● **Instructions to follow**
There is one span to output from the data below: the lines starting at the line with "trace: woman's hand" and ending at the line with "trace: long diagonal". Output it exactly, ends included, nothing more.

● **Information**
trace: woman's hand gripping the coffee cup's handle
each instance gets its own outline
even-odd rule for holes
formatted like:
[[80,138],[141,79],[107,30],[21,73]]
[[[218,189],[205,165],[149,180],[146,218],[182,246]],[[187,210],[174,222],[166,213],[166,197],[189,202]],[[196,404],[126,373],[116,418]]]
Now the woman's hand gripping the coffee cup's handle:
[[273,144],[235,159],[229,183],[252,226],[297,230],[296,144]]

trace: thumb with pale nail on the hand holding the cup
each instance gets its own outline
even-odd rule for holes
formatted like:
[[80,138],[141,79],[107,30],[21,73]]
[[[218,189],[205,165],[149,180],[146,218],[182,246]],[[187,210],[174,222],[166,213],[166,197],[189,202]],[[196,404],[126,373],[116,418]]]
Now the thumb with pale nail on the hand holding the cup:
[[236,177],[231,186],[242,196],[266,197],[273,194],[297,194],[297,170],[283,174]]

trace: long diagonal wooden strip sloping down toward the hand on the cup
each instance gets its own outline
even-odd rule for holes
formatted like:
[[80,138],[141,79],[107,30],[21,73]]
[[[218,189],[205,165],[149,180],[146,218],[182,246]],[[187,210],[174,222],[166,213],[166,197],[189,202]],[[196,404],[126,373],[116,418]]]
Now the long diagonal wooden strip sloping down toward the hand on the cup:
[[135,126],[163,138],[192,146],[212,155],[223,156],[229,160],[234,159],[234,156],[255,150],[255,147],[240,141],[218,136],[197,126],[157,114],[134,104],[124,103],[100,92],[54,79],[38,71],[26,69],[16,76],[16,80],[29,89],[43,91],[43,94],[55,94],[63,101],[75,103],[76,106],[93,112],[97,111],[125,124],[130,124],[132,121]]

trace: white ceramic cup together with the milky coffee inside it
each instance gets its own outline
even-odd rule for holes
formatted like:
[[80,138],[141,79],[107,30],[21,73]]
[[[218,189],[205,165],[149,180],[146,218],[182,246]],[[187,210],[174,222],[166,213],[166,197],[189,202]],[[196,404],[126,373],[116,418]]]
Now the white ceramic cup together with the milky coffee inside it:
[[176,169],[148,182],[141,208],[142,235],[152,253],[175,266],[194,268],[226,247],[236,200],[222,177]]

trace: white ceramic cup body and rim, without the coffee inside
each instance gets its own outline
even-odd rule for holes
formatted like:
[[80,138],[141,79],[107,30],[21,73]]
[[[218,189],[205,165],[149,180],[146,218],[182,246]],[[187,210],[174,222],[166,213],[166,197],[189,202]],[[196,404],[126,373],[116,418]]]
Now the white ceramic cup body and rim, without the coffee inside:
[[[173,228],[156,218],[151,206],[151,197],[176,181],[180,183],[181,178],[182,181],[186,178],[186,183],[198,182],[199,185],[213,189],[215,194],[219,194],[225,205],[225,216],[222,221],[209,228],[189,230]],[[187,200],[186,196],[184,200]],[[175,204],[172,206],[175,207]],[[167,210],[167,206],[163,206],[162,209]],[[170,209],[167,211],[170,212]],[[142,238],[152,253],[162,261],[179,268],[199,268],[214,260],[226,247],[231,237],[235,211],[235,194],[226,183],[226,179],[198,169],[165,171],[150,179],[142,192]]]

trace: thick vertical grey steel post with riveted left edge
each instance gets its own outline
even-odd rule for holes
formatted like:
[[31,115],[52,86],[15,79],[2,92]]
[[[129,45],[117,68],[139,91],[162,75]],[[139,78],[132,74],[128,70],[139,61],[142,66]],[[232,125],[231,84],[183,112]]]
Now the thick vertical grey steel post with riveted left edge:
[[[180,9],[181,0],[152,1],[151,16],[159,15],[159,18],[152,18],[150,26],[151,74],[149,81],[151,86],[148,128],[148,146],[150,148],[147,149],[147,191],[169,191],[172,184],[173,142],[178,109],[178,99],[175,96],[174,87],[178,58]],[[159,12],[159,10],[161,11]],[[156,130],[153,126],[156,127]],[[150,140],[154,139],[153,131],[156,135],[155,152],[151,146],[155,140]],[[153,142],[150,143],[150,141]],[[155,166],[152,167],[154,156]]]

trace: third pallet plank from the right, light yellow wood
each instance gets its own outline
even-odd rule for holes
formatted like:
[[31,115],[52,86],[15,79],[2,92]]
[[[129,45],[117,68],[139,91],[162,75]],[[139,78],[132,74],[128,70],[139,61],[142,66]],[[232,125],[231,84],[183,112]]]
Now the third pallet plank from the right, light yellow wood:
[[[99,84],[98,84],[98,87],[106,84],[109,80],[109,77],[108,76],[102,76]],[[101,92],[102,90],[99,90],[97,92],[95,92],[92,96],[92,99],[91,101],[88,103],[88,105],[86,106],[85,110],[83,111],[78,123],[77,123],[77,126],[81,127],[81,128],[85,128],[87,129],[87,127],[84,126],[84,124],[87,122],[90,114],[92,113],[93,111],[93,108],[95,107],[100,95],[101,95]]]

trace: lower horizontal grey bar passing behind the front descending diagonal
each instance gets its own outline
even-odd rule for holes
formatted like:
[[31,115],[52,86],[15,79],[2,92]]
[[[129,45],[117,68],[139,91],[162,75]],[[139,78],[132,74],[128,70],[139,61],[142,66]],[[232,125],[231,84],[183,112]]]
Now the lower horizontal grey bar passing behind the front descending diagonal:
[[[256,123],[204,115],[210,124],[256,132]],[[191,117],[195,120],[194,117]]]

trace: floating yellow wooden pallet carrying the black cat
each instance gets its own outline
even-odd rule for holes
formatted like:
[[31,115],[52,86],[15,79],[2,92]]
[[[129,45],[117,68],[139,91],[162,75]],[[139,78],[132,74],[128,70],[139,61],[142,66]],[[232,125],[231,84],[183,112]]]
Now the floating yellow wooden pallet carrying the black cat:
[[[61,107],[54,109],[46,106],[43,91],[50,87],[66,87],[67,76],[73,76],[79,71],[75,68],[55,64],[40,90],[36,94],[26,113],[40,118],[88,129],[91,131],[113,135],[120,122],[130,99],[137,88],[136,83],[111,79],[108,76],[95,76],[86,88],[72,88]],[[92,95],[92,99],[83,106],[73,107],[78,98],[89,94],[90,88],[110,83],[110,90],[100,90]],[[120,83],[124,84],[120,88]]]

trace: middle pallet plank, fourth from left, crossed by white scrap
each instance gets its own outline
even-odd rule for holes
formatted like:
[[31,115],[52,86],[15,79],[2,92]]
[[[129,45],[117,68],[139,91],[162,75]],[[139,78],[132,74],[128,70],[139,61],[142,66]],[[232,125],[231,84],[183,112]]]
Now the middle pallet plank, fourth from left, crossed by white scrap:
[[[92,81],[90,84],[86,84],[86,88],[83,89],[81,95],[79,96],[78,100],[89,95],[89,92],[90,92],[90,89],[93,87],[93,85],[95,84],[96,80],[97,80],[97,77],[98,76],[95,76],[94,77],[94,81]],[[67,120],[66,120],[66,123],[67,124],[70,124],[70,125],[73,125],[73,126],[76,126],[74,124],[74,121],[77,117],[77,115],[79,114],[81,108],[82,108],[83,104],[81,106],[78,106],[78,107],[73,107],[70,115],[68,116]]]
==
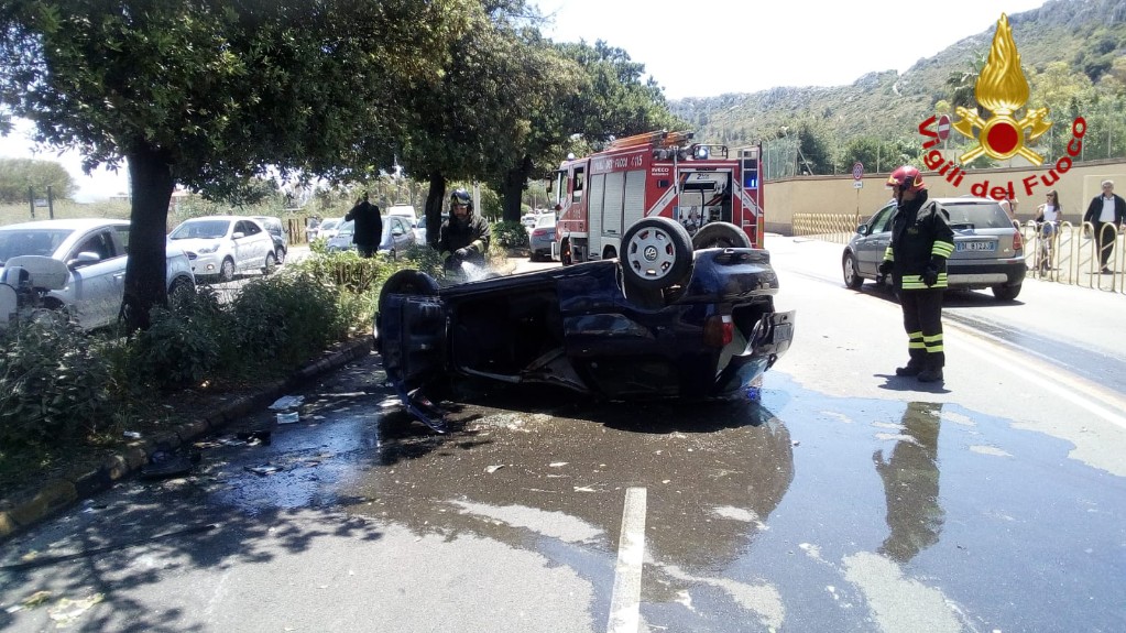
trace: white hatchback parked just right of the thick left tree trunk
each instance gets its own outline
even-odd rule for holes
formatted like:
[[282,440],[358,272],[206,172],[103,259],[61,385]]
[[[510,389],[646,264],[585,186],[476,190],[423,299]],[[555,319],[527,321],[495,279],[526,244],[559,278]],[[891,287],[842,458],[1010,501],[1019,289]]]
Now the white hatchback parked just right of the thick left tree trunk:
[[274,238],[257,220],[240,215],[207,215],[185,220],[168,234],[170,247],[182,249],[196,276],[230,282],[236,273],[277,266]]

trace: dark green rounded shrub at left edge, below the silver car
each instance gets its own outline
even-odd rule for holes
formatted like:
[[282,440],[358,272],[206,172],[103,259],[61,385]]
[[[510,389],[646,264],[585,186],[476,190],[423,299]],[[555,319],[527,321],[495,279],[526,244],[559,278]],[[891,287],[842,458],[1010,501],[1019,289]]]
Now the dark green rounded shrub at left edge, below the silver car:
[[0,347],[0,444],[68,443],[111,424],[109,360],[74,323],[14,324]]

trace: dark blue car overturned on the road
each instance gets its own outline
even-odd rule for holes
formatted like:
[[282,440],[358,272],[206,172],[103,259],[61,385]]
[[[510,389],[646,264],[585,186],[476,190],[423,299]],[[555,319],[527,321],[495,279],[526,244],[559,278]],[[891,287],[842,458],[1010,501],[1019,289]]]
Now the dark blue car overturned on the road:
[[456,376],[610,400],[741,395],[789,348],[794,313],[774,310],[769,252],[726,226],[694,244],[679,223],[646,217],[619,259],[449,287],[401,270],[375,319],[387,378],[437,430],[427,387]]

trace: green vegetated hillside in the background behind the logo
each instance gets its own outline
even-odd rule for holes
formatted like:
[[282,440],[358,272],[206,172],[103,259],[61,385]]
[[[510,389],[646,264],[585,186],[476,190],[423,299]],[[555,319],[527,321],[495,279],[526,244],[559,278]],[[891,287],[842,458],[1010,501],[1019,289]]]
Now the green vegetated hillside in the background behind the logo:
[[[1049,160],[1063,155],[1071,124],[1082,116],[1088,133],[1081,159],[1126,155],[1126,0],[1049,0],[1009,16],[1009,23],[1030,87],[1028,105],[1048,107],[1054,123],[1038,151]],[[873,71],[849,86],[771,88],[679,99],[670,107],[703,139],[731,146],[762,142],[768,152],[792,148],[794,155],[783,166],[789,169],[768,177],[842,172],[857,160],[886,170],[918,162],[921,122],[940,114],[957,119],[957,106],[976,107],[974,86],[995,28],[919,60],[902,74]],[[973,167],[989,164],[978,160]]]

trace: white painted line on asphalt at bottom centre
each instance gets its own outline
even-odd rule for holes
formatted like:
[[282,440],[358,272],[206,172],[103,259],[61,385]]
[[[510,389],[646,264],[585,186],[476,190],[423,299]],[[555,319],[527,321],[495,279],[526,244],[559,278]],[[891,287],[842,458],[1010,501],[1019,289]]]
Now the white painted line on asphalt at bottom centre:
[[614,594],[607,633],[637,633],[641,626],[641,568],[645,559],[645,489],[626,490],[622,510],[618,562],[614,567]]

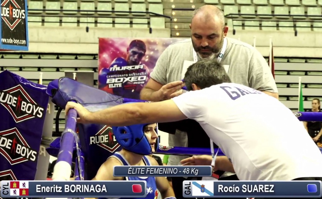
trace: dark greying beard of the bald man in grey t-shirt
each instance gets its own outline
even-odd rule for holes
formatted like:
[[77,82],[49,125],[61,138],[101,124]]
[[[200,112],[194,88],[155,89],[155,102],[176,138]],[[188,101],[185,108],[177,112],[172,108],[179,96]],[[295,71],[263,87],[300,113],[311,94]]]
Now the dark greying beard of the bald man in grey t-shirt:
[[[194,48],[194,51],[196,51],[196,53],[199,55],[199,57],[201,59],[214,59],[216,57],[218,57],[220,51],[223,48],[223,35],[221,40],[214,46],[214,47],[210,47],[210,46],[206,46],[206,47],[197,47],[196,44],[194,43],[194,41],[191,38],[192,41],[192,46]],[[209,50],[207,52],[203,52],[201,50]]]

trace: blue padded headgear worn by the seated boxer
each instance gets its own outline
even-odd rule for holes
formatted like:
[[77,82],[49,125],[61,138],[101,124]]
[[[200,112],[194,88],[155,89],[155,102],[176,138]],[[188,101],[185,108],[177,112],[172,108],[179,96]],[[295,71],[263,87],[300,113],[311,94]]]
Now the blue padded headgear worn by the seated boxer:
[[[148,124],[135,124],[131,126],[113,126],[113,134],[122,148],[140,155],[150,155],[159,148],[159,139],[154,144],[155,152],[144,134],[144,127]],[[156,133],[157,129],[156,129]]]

● **Task result**
trace: woman's hand gripping the coffee cup's handle
each instance gets its own outline
even-odd rule for holes
formatted like:
[[80,138],[141,79],[107,30],[21,73]]
[[[218,189],[205,165],[149,180],[146,218],[182,246]],[[187,210],[174,222],[166,213],[166,197],[189,202]],[[196,404],[126,373],[116,418]]]
Now the woman's hand gripping the coffee cup's handle:
[[273,144],[235,159],[229,183],[252,226],[297,230],[296,144]]

trace: thumb with pale nail on the hand holding the cup
each instance gets its own outline
even-odd rule for holes
formatted like:
[[80,138],[141,79],[107,30],[21,73]]
[[[218,189],[205,165],[149,180],[146,218],[182,246]],[[187,210],[174,222],[166,213],[166,197],[189,202]],[[196,404],[126,373],[116,418]]]
Now the thumb with pale nail on the hand holding the cup:
[[236,177],[231,186],[242,196],[266,197],[273,194],[297,194],[297,170],[283,174]]

trace: long diagonal wooden strip sloping down toward the hand on the cup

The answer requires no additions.